* [Required work]:
Please put each line of the listing below into a JSON list of strings, one string per line, with blank lines left out. Leave the pictures out of your answer.

(Stored data entries)

○ ○ ○ ○

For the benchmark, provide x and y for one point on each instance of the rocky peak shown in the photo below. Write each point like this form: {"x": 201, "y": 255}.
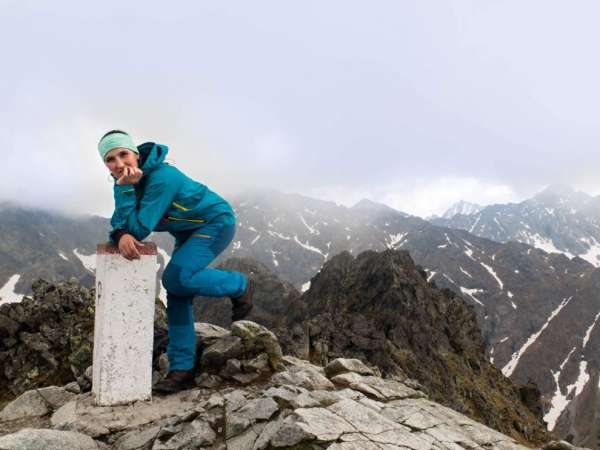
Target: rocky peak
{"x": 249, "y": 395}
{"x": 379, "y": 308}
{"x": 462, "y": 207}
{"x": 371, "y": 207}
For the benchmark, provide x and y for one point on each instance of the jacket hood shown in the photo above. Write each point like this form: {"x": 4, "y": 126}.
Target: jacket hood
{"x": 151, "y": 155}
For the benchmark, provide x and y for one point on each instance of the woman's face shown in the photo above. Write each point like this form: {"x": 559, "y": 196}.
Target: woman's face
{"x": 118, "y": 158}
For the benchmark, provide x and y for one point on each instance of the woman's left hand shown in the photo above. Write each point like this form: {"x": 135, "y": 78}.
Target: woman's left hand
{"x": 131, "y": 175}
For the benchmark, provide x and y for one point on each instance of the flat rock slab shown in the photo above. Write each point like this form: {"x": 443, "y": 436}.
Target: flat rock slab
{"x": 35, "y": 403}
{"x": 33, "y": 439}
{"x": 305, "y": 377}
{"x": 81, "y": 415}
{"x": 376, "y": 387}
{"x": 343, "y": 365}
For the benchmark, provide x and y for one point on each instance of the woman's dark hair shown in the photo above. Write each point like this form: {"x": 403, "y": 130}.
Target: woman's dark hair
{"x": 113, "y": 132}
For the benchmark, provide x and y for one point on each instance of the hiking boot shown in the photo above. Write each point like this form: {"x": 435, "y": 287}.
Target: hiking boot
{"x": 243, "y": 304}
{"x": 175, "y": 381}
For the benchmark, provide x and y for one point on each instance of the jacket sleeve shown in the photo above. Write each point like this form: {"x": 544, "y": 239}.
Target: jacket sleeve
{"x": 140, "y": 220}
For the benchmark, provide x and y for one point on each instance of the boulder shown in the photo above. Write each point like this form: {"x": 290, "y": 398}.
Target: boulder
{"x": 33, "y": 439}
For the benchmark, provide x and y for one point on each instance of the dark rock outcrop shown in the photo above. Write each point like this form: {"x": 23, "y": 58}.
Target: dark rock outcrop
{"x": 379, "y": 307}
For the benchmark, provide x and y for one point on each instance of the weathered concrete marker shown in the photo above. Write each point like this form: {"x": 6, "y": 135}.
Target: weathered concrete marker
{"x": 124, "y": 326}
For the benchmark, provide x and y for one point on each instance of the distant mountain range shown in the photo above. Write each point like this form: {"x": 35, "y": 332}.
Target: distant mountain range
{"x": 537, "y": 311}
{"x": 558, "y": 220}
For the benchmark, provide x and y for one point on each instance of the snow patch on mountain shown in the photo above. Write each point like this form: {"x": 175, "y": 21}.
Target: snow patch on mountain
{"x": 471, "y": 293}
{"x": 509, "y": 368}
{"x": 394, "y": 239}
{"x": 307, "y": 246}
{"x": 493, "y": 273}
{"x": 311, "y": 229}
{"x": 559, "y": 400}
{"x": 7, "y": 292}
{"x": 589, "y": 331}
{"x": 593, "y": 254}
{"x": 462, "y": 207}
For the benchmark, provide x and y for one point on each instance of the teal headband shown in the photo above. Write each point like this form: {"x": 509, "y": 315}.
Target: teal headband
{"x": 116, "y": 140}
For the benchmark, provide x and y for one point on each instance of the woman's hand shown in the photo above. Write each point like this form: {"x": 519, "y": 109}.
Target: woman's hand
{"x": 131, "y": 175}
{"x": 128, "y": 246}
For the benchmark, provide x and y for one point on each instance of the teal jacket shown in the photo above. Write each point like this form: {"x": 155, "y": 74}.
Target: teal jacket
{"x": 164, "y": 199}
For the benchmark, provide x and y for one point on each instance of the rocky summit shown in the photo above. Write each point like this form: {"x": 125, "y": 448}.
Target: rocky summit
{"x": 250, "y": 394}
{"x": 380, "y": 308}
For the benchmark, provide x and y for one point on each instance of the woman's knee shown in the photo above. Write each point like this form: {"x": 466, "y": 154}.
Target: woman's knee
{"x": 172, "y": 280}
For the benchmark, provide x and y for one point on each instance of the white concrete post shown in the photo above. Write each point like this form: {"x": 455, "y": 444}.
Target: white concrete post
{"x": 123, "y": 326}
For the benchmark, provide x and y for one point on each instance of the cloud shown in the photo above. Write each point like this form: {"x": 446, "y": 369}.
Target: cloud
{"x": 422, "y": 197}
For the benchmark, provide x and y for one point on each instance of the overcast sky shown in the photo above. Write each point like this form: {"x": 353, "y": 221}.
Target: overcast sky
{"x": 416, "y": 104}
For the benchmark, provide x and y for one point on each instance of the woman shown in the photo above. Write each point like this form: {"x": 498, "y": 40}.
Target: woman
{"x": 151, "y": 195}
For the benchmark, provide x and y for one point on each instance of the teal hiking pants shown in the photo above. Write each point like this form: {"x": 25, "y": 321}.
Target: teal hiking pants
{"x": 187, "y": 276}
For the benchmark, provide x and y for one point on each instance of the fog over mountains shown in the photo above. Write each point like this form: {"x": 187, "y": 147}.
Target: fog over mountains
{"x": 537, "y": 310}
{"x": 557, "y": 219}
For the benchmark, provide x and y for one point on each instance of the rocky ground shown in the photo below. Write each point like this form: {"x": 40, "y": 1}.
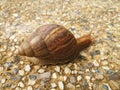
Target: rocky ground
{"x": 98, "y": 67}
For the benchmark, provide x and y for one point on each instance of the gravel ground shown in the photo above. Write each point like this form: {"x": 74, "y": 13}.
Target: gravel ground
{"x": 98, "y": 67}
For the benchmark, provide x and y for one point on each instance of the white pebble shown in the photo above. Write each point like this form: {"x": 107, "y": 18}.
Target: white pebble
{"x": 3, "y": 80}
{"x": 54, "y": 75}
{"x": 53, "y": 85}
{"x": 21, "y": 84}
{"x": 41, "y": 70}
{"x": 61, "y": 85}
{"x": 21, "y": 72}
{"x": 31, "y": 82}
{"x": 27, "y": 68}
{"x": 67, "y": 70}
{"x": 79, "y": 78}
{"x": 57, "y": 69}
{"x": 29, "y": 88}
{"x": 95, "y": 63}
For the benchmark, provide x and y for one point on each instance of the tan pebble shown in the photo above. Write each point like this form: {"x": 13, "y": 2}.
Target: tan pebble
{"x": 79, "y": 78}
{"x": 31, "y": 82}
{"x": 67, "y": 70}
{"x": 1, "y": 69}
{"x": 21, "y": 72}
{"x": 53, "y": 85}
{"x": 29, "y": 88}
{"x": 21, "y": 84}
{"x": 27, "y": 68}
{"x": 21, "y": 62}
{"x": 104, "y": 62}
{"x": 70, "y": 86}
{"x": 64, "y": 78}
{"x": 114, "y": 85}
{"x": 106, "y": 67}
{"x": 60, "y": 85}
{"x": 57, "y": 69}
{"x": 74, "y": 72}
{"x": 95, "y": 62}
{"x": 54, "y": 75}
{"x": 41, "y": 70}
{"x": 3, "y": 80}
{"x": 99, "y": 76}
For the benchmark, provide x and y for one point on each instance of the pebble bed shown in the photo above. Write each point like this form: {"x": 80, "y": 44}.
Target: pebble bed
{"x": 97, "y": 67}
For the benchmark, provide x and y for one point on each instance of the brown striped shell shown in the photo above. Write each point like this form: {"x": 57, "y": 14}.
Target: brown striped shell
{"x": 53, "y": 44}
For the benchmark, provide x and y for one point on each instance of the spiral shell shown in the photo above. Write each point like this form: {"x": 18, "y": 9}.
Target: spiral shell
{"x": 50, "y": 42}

○ ○ ○ ○

* [Answer to the exercise]:
[
  "For the benchmark, provide x and y for one point on each instance of the rocky peak shown in the photo below. Write each point like this form: {\"x\": 201, \"y\": 255}.",
  "Target: rocky peak",
  "{\"x\": 249, \"y\": 395}",
  "{\"x\": 379, \"y\": 308}",
  "{\"x\": 462, \"y\": 207}",
  "{\"x\": 371, \"y\": 207}",
  "For the benchmark, provide x and y for one point on each instance of the jacket hood shown in the photo above. Write each point like this form: {\"x\": 4, \"y\": 126}.",
  "Target: jacket hood",
  "{\"x\": 151, \"y\": 155}",
  "For the benchmark, provide x and y for one point on each instance of the woman's face shown in the photo above. Write each point like this form: {\"x\": 559, \"y\": 196}.",
  "Target: woman's face",
  "{\"x\": 118, \"y\": 158}",
  "For the benchmark, provide x and y for one point on each instance of the woman's left hand shown in the photo above. Write each point like this form: {\"x\": 135, \"y\": 78}.",
  "Target: woman's left hand",
  "{\"x\": 131, \"y\": 175}",
  "For the benchmark, provide x and y for one point on each instance of the flat rock slab shown in the photo above. Write each point like this form: {\"x\": 443, \"y\": 436}.",
  "Target: flat rock slab",
  "{\"x\": 35, \"y\": 403}",
  "{\"x\": 33, \"y\": 439}",
  "{\"x\": 305, \"y\": 377}",
  "{\"x\": 81, \"y\": 415}",
  "{\"x\": 376, \"y\": 387}",
  "{\"x\": 343, \"y\": 365}",
  "For the benchmark, provide x and y for one point on each instance of the woman's dark hair shown in the photo above. Write each point like this form: {\"x\": 403, \"y\": 130}.",
  "Target: woman's dark hair",
  "{\"x\": 113, \"y\": 132}",
  "For the benchmark, provide x and y for one point on each instance of the hiking boot shown in the photo above. Write each point like this form: {\"x\": 435, \"y\": 287}.",
  "Target: hiking boot",
  "{\"x\": 243, \"y\": 304}",
  "{\"x\": 175, \"y\": 381}",
  "For the benchmark, provide x and y for one point on each instance of the jacket sleeve shown in the photo above. Write each point like this form: {\"x\": 544, \"y\": 239}.",
  "Target: jacket sleeve",
  "{\"x\": 140, \"y\": 220}",
  "For the benchmark, provide x and y for one point on each instance of the boulder shown in the photo above. Write each point like this form: {\"x\": 290, \"y\": 398}.",
  "Target: boulder",
  "{\"x\": 33, \"y\": 439}",
  "For the benchmark, provide x and y for one point on each instance of the dark rock outcrop shown in the photo above. Write each point like this form: {\"x\": 23, \"y\": 58}.",
  "Target: dark rock outcrop",
  "{\"x\": 379, \"y\": 307}",
  "For the benchmark, provide x and y for one point on each instance of the weathered concrete marker shown in the photo above. Write each point like this form: {\"x\": 6, \"y\": 135}.",
  "Target: weathered concrete marker",
  "{\"x\": 124, \"y\": 326}",
  "For the benchmark, provide x and y for one point on each instance of the distant mountain range shown in the photo above. Write each point like this form: {\"x\": 35, \"y\": 332}.",
  "Target: distant mountain range",
  "{\"x\": 537, \"y\": 311}",
  "{\"x\": 558, \"y\": 220}",
  "For the benchmark, provide x and y for one point on each instance of the snow patch on mountain shown in the photo above. Write each point like this form: {\"x\": 175, \"y\": 21}.",
  "Target: snow patch on mountain",
  "{\"x\": 471, \"y\": 293}",
  "{\"x\": 509, \"y\": 368}",
  "{\"x\": 394, \"y\": 239}",
  "{\"x\": 307, \"y\": 246}",
  "{\"x\": 493, \"y\": 273}",
  "{\"x\": 311, \"y\": 229}",
  "{\"x\": 559, \"y\": 400}",
  "{\"x\": 7, \"y\": 292}",
  "{\"x\": 589, \"y\": 331}",
  "{\"x\": 593, \"y\": 254}",
  "{\"x\": 462, \"y\": 207}",
  "For the benchmark, provide x and y for one point on each instance of the teal headband shown in the photo above. Write each point like this form: {\"x\": 509, \"y\": 315}.",
  "Target: teal headband",
  "{\"x\": 116, \"y\": 140}",
  "For the benchmark, provide x and y for one point on each instance of the woman's hand shown in the photo above. Write each point like this form: {\"x\": 519, \"y\": 109}.",
  "Target: woman's hand",
  "{\"x\": 131, \"y\": 175}",
  "{\"x\": 128, \"y\": 246}",
  "For the benchmark, provide x and y for one point on each instance of the teal jacket shown in the photo above. Write each point like this form: {\"x\": 155, \"y\": 74}.",
  "Target: teal jacket",
  "{\"x\": 164, \"y\": 199}",
  "For the benchmark, provide x and y for one point on each instance of the rocky summit shown in the photo above. Write each point like this form: {\"x\": 125, \"y\": 448}.",
  "Target: rocky summit",
  "{\"x\": 250, \"y\": 394}",
  "{\"x\": 380, \"y\": 308}",
  "For the benchmark, provide x and y for one point on each instance of the woman's knee shown in the photo above. Write each point like this form: {\"x\": 466, \"y\": 154}.",
  "Target: woman's knee",
  "{\"x\": 172, \"y\": 280}",
  "For the benchmark, provide x and y for one point on each instance of the white concrete post shown in the photo above. Write each point like this form: {\"x\": 455, \"y\": 444}.",
  "Target: white concrete post",
  "{\"x\": 123, \"y\": 326}",
  "For the benchmark, provide x and y for one point on each instance of the cloud shown in the photo above. Write each point like this form: {\"x\": 446, \"y\": 369}.",
  "Target: cloud",
  "{\"x\": 422, \"y\": 197}",
  "For the benchmark, provide x and y for one point on each instance of the overcast sky shown in the photo above. Write each point like this form: {\"x\": 353, \"y\": 221}.",
  "Target: overcast sky",
  "{\"x\": 416, \"y\": 104}",
  "For the benchmark, provide x and y for one point on each instance of the woman shown in the photo above. Write each point like this form: {\"x\": 498, \"y\": 40}.",
  "Target: woman",
  "{\"x\": 151, \"y\": 195}",
  "For the benchmark, provide x and y for one point on each instance of the teal hiking pants shown in the photo above. Write each point like this form: {\"x\": 25, \"y\": 321}.",
  "Target: teal hiking pants",
  "{\"x\": 187, \"y\": 276}",
  "For the benchmark, provide x and y for one point on each instance of the fog over mountains shown in the photo above. Write each point like this form: {\"x\": 187, \"y\": 147}.",
  "Target: fog over mountains",
  "{\"x\": 537, \"y\": 310}",
  "{\"x\": 557, \"y\": 219}",
  "For the benchmark, provide x and y for one point on each instance of the rocky ground shown in the photo below. Write each point like this form: {\"x\": 40, \"y\": 1}.",
  "Target: rocky ground",
  "{\"x\": 98, \"y\": 67}",
  "For the benchmark, provide x and y for one point on each instance of the gravel ground shown in the photo above. Write each point like this form: {\"x\": 74, \"y\": 13}.",
  "Target: gravel ground",
  "{\"x\": 98, \"y\": 67}",
  "For the benchmark, provide x and y for one point on each instance of the white pebble shown in the photo above. Write each point like this form: {\"x\": 107, \"y\": 18}.",
  "Target: white pebble",
  "{\"x\": 3, \"y\": 80}",
  "{\"x\": 54, \"y\": 75}",
  "{\"x\": 53, \"y\": 85}",
  "{\"x\": 21, \"y\": 84}",
  "{\"x\": 41, \"y\": 70}",
  "{\"x\": 61, \"y\": 85}",
  "{\"x\": 21, \"y\": 72}",
  "{\"x\": 31, \"y\": 82}",
  "{\"x\": 27, \"y\": 68}",
  "{\"x\": 67, \"y\": 70}",
  "{\"x\": 79, \"y\": 78}",
  "{\"x\": 57, \"y\": 69}",
  "{\"x\": 29, \"y\": 88}",
  "{\"x\": 95, \"y\": 63}",
  "For the benchmark, provide x and y for one point on each instance of the tan pebble shown in the photo above. Write each point like this form: {\"x\": 13, \"y\": 2}.",
  "Target: tan pebble",
  "{\"x\": 79, \"y\": 78}",
  "{\"x\": 31, \"y\": 82}",
  "{\"x\": 67, \"y\": 70}",
  "{\"x\": 1, \"y\": 69}",
  "{\"x\": 21, \"y\": 72}",
  "{\"x\": 53, \"y\": 85}",
  "{\"x\": 29, \"y\": 88}",
  "{\"x\": 21, \"y\": 84}",
  "{\"x\": 27, \"y\": 68}",
  "{\"x\": 21, \"y\": 62}",
  "{\"x\": 104, \"y\": 62}",
  "{\"x\": 70, \"y\": 86}",
  "{\"x\": 64, \"y\": 78}",
  "{\"x\": 114, \"y\": 85}",
  "{\"x\": 106, \"y\": 67}",
  "{\"x\": 60, \"y\": 85}",
  "{\"x\": 57, \"y\": 69}",
  "{\"x\": 74, \"y\": 72}",
  "{\"x\": 95, \"y\": 62}",
  "{\"x\": 54, \"y\": 75}",
  "{\"x\": 41, \"y\": 70}",
  "{\"x\": 3, \"y\": 80}",
  "{\"x\": 99, \"y\": 76}",
  "For the benchmark, provide x and y for one point on each instance of the pebble bed shown in the photo above. Write each point like this form: {\"x\": 80, \"y\": 44}.",
  "Target: pebble bed",
  "{\"x\": 97, \"y\": 67}",
  "For the benchmark, provide x and y for one point on each instance of the brown striped shell shown in the photo above. Write each point like this form: {\"x\": 57, \"y\": 14}.",
  "Target: brown striped shell",
  "{\"x\": 53, \"y\": 44}",
  "For the benchmark, provide x and y for one point on each instance of the spiral shell shown in the photo above. Write each point like this form: {\"x\": 18, \"y\": 9}.",
  "Target: spiral shell",
  "{\"x\": 50, \"y\": 42}"
]